Records from a collection
[Start of section]

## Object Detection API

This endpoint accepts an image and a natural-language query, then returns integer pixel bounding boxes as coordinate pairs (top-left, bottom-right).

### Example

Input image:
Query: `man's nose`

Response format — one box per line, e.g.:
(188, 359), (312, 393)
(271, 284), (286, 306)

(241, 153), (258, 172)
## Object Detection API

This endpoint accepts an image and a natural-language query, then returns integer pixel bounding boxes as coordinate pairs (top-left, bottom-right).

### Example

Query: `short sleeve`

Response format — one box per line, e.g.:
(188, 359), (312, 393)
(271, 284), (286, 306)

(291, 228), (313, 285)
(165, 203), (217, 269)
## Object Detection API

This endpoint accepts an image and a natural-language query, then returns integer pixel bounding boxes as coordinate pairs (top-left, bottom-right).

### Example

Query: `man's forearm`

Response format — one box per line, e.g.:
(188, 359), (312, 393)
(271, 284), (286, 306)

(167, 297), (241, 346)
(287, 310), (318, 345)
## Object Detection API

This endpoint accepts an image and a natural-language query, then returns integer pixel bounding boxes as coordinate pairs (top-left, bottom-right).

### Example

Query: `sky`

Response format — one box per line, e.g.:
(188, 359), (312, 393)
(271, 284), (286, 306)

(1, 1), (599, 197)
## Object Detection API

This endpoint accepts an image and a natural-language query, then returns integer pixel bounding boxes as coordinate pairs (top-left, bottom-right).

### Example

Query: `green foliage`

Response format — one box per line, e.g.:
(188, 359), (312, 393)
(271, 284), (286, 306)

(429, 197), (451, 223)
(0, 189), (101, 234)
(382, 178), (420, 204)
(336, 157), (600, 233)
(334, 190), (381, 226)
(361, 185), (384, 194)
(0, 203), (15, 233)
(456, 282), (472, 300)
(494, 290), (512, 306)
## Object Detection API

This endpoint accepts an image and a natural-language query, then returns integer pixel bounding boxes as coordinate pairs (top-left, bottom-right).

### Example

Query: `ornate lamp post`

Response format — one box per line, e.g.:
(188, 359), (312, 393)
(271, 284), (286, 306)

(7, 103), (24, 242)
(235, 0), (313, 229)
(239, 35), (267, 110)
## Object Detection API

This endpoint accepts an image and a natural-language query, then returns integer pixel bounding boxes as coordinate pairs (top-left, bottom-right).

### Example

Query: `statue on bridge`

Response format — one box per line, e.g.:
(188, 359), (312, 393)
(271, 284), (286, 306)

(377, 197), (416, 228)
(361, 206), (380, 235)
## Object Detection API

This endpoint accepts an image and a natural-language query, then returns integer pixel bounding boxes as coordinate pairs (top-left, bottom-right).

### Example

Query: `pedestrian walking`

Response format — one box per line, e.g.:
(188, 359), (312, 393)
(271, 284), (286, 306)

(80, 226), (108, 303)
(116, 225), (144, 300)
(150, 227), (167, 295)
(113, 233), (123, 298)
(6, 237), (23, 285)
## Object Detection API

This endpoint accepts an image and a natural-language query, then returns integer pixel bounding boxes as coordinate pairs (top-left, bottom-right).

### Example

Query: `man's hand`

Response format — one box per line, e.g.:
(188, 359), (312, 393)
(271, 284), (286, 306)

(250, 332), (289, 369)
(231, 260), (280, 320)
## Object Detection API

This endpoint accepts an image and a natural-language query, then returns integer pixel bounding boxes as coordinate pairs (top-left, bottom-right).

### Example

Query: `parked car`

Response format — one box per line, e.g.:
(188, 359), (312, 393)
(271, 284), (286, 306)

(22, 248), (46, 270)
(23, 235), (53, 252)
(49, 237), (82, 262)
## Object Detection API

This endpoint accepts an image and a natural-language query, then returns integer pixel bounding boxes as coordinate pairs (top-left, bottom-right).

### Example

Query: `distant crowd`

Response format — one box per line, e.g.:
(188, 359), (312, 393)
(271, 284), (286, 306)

[End of section]

• _BRIEF_:
Above are the entries; return each one exactly.

• _TASK RESPONSE_:
## Object Detection API

This endpoint accepts an image and a natural-language query, then returns integer pixel bounding boxes as coordinate pairs (top-left, bottom-right).

### Example

Input image:
Query: `man's nose`

Response format — one box per line, e.g.:
(188, 359), (312, 393)
(271, 284), (286, 306)

(241, 153), (258, 172)
## Object Detection API

This endpoint accepts an image and a natural-language query, then returns integer pixel bounding boxes as coordinate pairs (top-left, bottom-right).

### Example

Query: `short sleeve`

Response format — one box per line, e.g.:
(188, 359), (312, 393)
(271, 284), (286, 306)

(291, 228), (313, 285)
(165, 203), (217, 269)
## Object Detection API

This endpoint accepts an image and a natural-language query, then returns integer pixel bounding boxes as coordinate pairs (top-left, bottom-right).

### Example

Query: `man's forearm`

Response format — one box per line, e.g.:
(188, 359), (312, 393)
(271, 284), (286, 306)

(167, 297), (241, 346)
(287, 310), (318, 345)
## Object Detection API

This endpoint accepts an image and a natural-language query, then returns integer pixel bounding boxes as coordinate pairs (top-left, bottom-right).

### Example

Query: `sky`

Response format — one box per line, e.g.:
(188, 359), (312, 393)
(271, 284), (286, 306)

(1, 1), (599, 197)
## Object Detection API

This endpoint accepts an image and a natural-language query, then returns integer pixel bounding boxes as coordinate pairs (top-left, bottom-right).

### Example

Query: `green foliage`

Response format — one box per line, e.g.:
(188, 359), (312, 393)
(271, 284), (286, 306)

(429, 197), (451, 223)
(0, 189), (101, 234)
(382, 178), (420, 204)
(336, 157), (600, 233)
(334, 190), (381, 226)
(361, 185), (384, 194)
(0, 203), (15, 233)
(456, 282), (472, 300)
(494, 290), (512, 306)
## Object Detection API

This endpoint accepts an image and a natural-language query, then returns integer pixel bounding boxes as coordinate pairs (top-left, bottom-right).

### Example

Query: `ornate lamp post`

Response format — one box per line, e.g.:
(188, 359), (312, 393)
(271, 284), (286, 306)

(7, 103), (24, 242)
(235, 0), (313, 229)
(239, 35), (267, 110)
## Object Detection API

This endpoint accepts an image and a natural-language query, then returns integer pixel bounding boxes as coordinate pairs (top-left, bottom-right).

### Example

Query: `statue on bridge`

Response format — one box per line, e.g.:
(188, 359), (312, 393)
(271, 284), (286, 306)

(377, 197), (416, 228)
(361, 206), (380, 235)
## Object Detection API

This endpoint accepts an image and a natural-language query, then returns integer pixel bounding boxes as coordinate pairs (top-left, bottom-right).

### Example

Query: `pedestrian walking`

Response format — one box per line, e.g.:
(188, 359), (312, 393)
(271, 284), (286, 306)

(80, 226), (108, 303)
(116, 225), (144, 300)
(150, 227), (167, 295)
(113, 233), (123, 298)
(6, 237), (23, 285)
## Object Detection API

This endpoint accepts an image and a natural-language query, then returns integer pixel bounding boxes as coordinate pairs (top-left, bottom-right).

### Example

Query: `man's hand`

Response format — one box per line, e.g.:
(188, 359), (312, 393)
(271, 284), (286, 306)

(250, 332), (289, 369)
(231, 260), (280, 320)
## Object Detection API

This endpoint accepts an image and a natural-language query, then returns integer pixel bounding boxes as coordinate pairs (top-left, bottom-right).

### Example

Query: `parked car`

Response format — one box per line, e.g.:
(188, 359), (312, 393)
(271, 284), (286, 306)

(22, 248), (46, 270)
(23, 235), (53, 252)
(49, 237), (82, 262)
## Object Detection API

This endpoint accepts an image and a natural-language query, then returns integer pixel bounding boxes as coordinate pairs (top-left, bottom-right).

### Example

Query: `distant crowd`

Response format — one box per line, e.g.:
(188, 359), (312, 393)
(271, 284), (286, 306)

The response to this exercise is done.